> **Selected text**:

BEGIN

REPORT ON FEDERAL-PROVINCIAL-TERRITORIAL CONSULTATIONS

HIGH CONFLICT RELATIONSHIPS

Almost all couples experience some level of conflict during separation and divorce. The degree of interpersonal and legal conflict varies widely and conflict levels can change depending on the issues the parents are dealing with.

High conflict parents may have serious underlying problems, such as emotional, mental-health or substance abuse problems. High conflict cases consume a large amount of court time and services. The level and intensity of parental conflict is also a very important factor in children's adjustment after separation or divorce. Parental conflict and lack of cooperation also have a negative effect on children's adjustment after separation or divorce.

It has been suggested that improvements to the family law system are required to protect children from the negative effects of high levels of conflict between their parents. Specific approaches that have been tried include parent education programs, supervised access and exchange centres, and intensive court management of high conflict cases.

END

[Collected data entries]
BEGIN

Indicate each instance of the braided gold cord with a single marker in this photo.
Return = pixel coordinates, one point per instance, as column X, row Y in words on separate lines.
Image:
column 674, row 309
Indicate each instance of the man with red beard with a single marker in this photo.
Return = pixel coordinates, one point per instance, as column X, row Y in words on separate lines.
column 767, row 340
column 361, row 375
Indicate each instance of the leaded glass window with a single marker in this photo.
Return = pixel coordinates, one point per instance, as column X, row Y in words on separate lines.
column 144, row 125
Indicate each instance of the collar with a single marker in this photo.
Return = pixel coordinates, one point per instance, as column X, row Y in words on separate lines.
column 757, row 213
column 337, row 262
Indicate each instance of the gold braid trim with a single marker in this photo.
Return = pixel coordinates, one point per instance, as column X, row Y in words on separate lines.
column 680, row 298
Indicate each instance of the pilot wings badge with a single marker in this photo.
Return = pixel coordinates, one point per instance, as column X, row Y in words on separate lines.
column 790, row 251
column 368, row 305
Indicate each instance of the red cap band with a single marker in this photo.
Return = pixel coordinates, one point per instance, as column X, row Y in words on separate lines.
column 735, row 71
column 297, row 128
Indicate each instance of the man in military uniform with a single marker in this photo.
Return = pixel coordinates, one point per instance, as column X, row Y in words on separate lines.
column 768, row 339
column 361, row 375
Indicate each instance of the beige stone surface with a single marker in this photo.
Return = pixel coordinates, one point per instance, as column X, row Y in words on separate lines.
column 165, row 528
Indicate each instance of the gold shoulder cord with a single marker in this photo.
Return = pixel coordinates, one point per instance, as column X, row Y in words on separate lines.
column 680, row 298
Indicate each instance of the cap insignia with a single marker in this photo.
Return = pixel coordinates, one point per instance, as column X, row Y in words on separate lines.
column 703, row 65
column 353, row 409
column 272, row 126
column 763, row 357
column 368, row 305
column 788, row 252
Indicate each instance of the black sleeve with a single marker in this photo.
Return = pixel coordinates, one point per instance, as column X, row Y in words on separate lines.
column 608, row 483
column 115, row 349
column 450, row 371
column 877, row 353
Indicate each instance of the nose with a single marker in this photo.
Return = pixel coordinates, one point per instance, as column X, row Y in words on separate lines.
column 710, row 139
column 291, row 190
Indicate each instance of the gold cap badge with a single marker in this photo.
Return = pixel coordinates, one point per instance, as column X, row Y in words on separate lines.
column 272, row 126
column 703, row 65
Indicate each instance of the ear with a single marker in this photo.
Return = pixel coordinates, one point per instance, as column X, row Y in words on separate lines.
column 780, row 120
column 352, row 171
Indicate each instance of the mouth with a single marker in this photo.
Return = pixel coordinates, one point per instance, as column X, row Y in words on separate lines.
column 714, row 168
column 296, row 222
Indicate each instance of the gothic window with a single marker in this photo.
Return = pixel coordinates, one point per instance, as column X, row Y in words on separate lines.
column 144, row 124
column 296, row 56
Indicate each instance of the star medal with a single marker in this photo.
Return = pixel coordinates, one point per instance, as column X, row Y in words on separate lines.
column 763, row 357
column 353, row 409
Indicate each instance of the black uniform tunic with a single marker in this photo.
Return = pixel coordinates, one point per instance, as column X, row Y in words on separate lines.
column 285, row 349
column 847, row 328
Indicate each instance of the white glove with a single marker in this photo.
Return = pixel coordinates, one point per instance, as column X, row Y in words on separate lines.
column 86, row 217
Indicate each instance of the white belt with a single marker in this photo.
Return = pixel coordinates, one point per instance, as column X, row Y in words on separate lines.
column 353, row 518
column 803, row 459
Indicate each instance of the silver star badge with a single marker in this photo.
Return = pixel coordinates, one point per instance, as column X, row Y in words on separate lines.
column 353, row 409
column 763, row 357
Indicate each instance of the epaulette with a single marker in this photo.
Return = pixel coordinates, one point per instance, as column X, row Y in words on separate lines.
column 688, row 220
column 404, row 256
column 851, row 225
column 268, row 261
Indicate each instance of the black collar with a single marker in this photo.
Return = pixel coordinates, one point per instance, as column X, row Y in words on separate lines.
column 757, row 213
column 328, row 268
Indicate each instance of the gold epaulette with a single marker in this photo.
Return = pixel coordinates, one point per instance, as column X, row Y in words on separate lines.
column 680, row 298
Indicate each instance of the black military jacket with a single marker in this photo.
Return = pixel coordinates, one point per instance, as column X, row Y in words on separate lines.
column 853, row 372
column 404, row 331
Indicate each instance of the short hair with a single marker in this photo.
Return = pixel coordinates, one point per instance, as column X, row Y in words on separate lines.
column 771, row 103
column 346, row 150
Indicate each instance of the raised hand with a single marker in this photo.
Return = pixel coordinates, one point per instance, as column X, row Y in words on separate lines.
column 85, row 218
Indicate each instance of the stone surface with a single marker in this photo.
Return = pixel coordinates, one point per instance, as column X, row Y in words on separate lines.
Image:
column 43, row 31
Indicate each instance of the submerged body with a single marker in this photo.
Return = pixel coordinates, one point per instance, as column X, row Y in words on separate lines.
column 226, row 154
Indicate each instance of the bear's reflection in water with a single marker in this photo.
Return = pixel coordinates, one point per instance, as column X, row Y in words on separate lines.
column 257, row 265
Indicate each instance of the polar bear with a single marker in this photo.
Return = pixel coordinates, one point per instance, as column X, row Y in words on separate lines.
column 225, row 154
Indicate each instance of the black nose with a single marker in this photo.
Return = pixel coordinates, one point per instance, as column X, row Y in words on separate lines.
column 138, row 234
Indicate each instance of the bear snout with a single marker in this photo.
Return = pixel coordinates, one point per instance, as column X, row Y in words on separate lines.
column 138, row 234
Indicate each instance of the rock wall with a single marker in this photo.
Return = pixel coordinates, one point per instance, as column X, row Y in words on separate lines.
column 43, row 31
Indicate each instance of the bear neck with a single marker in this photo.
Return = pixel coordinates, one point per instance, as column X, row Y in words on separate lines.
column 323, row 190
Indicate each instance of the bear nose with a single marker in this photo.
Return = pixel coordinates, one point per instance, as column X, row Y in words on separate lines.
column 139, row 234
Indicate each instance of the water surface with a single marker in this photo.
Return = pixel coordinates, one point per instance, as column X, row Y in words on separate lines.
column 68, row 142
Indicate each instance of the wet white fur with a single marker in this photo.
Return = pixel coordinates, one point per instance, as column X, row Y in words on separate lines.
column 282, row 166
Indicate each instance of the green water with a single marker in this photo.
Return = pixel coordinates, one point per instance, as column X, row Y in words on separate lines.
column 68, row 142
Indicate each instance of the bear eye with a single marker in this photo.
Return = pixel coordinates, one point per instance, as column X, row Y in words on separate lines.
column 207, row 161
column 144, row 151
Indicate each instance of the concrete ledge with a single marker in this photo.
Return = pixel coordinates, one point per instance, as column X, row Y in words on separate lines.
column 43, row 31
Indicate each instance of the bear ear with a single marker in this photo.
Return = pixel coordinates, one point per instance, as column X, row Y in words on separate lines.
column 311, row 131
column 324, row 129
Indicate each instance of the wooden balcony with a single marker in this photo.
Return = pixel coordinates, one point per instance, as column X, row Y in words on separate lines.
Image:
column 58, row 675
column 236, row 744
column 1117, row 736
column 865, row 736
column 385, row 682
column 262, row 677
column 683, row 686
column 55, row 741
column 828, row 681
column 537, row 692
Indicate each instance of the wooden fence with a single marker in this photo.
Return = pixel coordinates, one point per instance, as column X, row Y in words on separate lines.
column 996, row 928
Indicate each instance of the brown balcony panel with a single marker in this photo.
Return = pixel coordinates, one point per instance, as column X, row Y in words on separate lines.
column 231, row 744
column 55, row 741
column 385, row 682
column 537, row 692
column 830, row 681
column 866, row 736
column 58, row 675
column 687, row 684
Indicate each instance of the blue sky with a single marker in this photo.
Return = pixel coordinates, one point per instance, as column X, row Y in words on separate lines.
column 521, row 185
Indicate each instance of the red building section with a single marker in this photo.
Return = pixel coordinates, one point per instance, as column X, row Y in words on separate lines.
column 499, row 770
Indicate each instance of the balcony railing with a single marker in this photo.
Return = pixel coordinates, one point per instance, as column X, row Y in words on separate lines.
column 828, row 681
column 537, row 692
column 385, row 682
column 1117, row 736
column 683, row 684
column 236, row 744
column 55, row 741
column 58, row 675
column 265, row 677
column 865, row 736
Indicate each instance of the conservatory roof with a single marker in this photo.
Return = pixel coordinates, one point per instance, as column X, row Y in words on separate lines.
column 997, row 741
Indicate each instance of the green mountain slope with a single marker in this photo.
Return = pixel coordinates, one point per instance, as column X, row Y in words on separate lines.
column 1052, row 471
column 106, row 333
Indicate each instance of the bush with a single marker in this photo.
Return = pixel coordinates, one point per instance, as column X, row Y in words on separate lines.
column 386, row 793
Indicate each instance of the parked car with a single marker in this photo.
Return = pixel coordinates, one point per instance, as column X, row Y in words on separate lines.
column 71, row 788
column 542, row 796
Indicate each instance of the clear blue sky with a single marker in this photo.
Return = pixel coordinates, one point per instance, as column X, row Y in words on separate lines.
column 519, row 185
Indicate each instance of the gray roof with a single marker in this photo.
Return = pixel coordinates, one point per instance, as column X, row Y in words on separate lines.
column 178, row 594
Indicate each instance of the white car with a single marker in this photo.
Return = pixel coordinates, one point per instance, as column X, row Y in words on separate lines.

END

> **Given request 1**:
Do these statements agree with the report on high conflict relationships above? (a) Only a few couples experience conflict during separation and divorce. (b) High conflict cases take up a large amount of court time. (c) Supervised access and exchange centres are among the approaches that have been tried. Answer yes or no for each, quoting the deciding words of the report.
> **Given request 2**:
Can you turn the paragraph of the report on high conflict relationships that begins "High conflict parents may have serious underlying problems" into a short list that keeps its main facts?
> **Given request 3**:
Could you write the next part of the report on high conflict relationships, picking up after its final sentence?

> **Output 1**:
(a) No: "Almost all couples experience some level of conflict during separation and divorce."
(b) Yes: "High conflict cases consume a large amount of court time and services."
(c) Yes: "Specific approaches that have been tried include parent education programs, supervised access and exchange centres, and intensive court management of high conflict cases."

> **Output 2**:
- High conflict parents may have serious underlying problems, such as emotional, mental-health or substance abuse problems.
- High conflict cases consume a large amount of court time and services.
- The level and intensity of parental conflict strongly affects children's adjustment after separation or divorce.
- Parental conflict and lack of cooperation harm that adjustment.

> **Output 3**:
Three key questions were asked regarding high conflict relationships:

  • In your experience, how well does the family law system promote the best interests of children in situations involving high conflict relationships?;
  • What are the advantages and disadvantages of the various approaches governments could take to promote child-centred decisionmaking in high conflict cases?; and
  • How could services be made more helpful to parents who are trying to reach agreement on how they will care for their children after divorce?

Promoting the Best Interests of Children

Many respondents said that the current family law system does not adequately promote the best interests of children when parents are in a high conflict relationship. Some said that the inadequacy of the law is evident in the fact that parents return to court over and again, drawing both financial and emotional resources away from the children. It was also suggested that separating or divorcing parents in high conflict situations often place their own needs above those of the children, as when parents use children as pawns.

Other respondents said that there should be no special provision in the Divorce Act to deal with high conflict cases. They pointed out the danger that specifying remedies for particular circumstances (i.e. high conflict) would infer that these remedies are unavailable in other circumstances. While suggesting that some priority be given to high conflict cases, in terms of ensuring the availability of services, respondents cautioned that the inclusion of special provisions for high conflict cases may also provide the opportunity for parties to argue about the character of their relationship.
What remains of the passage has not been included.